** PROVIDED PASSAGE **
Dependency Injection (LLM clients)¶

Both OpenAIContractInferencer and LLMSegmenter accept their LLM client via the constructor. This keeps them testable without network calls:

# Production
client = OpenAILLMClient(config=LLMClientConfig(model="gpt-4.1-mini"))
inferencer = OpenAIContractInferencer(client=client)

# Tests
stub = StubClient(outputs=[...])
inferencer = OpenAIContractInferencer(client=stub)

Layering¶

Layers are strictly ordered. Lower layers must not import from higher layers.

CLI (entry point)
  └── Segmentation   (no imports from inference, parser, contracts)
  └── Parser         (no imports from inference, contracts)
  └── Inference      (imports from parser models only)
  └── Contracts      (imports from models only)
  └── Models         (no imports from any application layer)
  └── Utils          (no imports from application layers)

LLMSegmenter uses a local import to obtain OpenAILLMClient at instantiation time, avoiding a module-level dependency on the inference layer.

[Records excerpted from a collection]

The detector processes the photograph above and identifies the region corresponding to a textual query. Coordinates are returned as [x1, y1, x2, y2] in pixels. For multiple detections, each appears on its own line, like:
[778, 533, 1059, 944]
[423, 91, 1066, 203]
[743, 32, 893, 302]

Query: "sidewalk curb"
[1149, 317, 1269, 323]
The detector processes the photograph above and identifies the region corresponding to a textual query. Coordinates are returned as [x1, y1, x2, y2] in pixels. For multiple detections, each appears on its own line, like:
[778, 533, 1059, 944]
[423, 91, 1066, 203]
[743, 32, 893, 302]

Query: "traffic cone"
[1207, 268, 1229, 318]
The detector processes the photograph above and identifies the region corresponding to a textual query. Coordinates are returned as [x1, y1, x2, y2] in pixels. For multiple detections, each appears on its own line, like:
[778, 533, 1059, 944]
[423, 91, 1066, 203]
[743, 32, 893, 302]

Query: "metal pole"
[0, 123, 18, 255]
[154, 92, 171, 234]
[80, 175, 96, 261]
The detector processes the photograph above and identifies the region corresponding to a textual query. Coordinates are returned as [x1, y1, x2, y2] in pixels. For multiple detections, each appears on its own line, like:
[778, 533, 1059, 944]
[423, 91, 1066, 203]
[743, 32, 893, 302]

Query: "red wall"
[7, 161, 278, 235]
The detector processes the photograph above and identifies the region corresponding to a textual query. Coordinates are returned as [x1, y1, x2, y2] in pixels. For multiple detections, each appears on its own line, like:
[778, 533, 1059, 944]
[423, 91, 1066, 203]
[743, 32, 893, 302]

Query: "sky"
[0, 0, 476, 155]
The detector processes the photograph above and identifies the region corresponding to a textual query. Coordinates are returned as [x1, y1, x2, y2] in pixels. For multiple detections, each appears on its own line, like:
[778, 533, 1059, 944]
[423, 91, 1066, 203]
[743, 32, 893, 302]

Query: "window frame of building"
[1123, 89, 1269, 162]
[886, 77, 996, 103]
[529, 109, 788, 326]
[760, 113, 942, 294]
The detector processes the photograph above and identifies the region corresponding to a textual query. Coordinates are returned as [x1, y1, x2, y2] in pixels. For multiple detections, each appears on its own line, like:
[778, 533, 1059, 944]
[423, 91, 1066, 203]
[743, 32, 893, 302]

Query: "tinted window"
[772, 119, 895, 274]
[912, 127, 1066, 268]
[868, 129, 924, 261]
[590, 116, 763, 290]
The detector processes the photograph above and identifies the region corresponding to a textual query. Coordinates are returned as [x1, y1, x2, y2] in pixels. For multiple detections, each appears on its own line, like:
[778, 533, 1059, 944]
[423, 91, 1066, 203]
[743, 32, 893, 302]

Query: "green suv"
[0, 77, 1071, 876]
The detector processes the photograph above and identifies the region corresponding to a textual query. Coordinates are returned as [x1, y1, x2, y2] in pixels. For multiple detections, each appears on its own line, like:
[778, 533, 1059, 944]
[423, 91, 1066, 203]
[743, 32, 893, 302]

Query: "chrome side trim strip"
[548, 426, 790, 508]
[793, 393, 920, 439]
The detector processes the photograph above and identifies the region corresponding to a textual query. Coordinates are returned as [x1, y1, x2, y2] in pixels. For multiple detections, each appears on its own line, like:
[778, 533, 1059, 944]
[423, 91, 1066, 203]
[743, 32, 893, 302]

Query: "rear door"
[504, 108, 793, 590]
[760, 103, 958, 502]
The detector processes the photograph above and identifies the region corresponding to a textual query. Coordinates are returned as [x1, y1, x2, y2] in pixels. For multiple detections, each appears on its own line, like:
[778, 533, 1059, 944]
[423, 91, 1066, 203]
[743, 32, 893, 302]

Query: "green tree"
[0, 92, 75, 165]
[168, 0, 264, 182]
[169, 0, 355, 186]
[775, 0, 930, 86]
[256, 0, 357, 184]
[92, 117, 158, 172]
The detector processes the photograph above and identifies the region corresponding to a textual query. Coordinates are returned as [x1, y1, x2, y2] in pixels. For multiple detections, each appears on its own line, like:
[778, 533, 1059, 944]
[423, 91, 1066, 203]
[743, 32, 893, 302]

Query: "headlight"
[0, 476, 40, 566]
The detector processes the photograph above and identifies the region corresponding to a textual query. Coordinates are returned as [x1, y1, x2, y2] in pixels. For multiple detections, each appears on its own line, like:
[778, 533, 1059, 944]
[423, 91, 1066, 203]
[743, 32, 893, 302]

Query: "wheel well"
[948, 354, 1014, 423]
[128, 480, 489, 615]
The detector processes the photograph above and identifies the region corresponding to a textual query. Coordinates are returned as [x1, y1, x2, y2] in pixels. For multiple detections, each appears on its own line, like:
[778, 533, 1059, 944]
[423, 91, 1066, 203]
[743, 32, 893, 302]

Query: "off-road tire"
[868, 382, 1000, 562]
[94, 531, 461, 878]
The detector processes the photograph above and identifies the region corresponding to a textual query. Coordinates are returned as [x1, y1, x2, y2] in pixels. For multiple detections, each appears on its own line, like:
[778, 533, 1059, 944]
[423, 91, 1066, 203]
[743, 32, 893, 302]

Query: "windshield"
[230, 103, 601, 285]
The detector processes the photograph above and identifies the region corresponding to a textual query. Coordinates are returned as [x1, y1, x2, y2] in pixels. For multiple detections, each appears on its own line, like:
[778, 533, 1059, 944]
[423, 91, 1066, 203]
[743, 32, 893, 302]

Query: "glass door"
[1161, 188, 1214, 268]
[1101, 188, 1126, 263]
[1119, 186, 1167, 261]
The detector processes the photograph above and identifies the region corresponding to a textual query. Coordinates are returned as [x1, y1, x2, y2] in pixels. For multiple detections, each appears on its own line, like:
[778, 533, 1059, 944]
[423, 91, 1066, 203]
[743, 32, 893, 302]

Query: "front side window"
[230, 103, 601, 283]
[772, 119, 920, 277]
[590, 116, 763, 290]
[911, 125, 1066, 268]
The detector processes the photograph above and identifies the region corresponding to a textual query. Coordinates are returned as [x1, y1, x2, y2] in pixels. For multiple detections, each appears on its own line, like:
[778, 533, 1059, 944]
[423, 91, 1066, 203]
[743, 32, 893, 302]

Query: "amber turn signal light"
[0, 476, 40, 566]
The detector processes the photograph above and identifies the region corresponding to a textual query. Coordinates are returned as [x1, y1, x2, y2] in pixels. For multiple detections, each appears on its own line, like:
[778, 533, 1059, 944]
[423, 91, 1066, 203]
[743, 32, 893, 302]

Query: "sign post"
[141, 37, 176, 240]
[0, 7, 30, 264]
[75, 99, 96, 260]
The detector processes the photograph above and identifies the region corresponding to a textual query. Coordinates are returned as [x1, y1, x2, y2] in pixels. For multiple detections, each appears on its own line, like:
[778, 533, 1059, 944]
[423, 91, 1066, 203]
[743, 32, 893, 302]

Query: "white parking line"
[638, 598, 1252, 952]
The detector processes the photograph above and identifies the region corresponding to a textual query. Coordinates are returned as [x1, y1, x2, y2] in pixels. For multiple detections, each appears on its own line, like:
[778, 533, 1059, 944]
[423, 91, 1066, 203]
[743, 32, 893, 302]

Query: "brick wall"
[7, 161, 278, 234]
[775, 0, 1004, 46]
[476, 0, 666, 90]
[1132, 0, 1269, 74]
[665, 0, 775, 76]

** TASK REQUIREMENTS **
Update the dependency injection text between "Both OpenAIContractInferencer and" and "stub = StubClient(outputs=[...])", inclusive, changing "constructor" to "initializer".

** EXPECTED ANSWER **
Both OpenAIContractInferencer and LLMSegmenter accept their LLM client via the initializer. This keeps them testable without network calls:

# Production
client = OpenAILLMClient(config=LLMClientConfig(model="gpt-4.1-mini"))
inferencer = OpenAIContractInferencer(client=client)

# Tests
stub = StubClient(outputs=[...])